DESCRIPTION OF THE TASK: Convert the data below into a numbered list with one line per item, leaving out any blank lines.

EXCERPTED DATA:
****************

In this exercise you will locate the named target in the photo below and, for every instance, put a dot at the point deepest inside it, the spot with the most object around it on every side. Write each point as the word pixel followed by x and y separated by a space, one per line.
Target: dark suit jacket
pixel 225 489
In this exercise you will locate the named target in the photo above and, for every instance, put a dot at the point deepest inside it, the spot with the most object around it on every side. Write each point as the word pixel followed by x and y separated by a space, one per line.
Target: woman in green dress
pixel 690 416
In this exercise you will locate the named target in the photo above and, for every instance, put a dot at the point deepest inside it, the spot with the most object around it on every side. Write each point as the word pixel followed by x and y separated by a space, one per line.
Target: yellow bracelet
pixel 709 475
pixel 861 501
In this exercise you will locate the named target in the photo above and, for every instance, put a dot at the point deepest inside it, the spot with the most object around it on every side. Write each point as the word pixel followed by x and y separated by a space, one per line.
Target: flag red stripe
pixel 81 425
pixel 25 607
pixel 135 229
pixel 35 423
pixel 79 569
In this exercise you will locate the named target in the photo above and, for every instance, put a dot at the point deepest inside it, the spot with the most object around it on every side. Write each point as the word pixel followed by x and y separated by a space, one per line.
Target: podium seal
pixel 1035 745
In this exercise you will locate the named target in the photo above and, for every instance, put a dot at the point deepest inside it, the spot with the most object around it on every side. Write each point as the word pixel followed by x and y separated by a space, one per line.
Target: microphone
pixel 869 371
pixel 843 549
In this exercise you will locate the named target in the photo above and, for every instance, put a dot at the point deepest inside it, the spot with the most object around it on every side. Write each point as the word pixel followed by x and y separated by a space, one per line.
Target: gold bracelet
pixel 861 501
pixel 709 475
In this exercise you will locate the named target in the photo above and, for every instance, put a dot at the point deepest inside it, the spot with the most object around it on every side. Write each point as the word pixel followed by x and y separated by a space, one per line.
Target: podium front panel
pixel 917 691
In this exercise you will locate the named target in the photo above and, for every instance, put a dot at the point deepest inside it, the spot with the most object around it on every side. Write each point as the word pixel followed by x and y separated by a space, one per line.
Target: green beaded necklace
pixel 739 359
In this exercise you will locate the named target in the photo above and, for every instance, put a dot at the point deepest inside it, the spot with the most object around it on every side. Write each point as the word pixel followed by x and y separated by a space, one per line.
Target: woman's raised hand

****************

EXERCISE RESPONSE:
1. In this exercise you will locate the named target in the photo below and, for every instance, put a dot at the point deepest inside it, the spot with the most object around it on every side. Write each point as the word pixel followed by x and y separated by a space, one per line.
2. Target: dark suit jacket
3. pixel 225 489
4. In this exercise you will locate the named target in the photo above and, for every instance, put a dot at the point deepest inside it, the spot with the most object around it on every side. Write each point as the word pixel followed by x and y separated by a space, one per line.
5. Target: woman in green dress
6. pixel 690 416
7. In this exercise you will locate the named target in the photo above and, for every instance, put a dot at the point deepest inside it, the spot with the most object around it on every side. Write each point as the word pixel followed by x and y separated by a space, one per line.
8. Target: yellow bracelet
9. pixel 709 475
10. pixel 861 501
11. In this exercise you will locate the named target in the photo above and, for every instance, put a dot at the point deepest inside it, the spot with the most object around it on every side. Write each point as the word pixel followed by x and y separated by a space, one per line.
12. Target: flag red stripe
13. pixel 81 425
14. pixel 25 607
15. pixel 135 229
16. pixel 35 423
17. pixel 79 569
18. In this exercise you will locate the named target in the photo above and, for every instance, put a dot at the point deepest inside it, the spot with the most object around it on every side. Write each point as the word pixel followed by x and y separated by a space, one per line.
19. Target: podium seal
20. pixel 1035 745
21. In this exercise you will locate the named target in the photo above and, for every instance, put a dot at the point deepest inside it, the spot with the most object around it on every side. Write each point as the word pixel followed by x and y separated by a space, one per line.
22. Target: microphone
23. pixel 869 371
24. pixel 843 549
25. In this exercise you will locate the named target in the photo above and, for every instance, put a dot at the point deepest inside it, the spot with the most object around it on every side. Write each point as the word pixel followed by x and y separated by a space, one per line.
26. Target: gold bracelet
27. pixel 861 501
28. pixel 709 475
29. In this exercise you will locate the named target in the photo above and, for every instance, put a dot at the point deepest inside it, the spot with the most object around it on every side. Write each point as the word pixel followed by x and y separated by a space, one per line.
30. Target: podium front panel
31. pixel 917 691
32. In this exercise you will locate the named target in the photo above and, for every instance, put a dot at the point deepest inside it, the spot with the most object around it on every side. Write each point as the word pixel followed by x and y separated by a space, one per line.
33. Target: green beaded necklace
34. pixel 739 359
35. In this exercise you will locate the named target in the photo above and, for every instance, put a dot at the point deepest inside it, the spot with the most object around it on every side. Write each point as the word pixel followed by x and y separated by a space, one per line.
36. Target: woman's raised hand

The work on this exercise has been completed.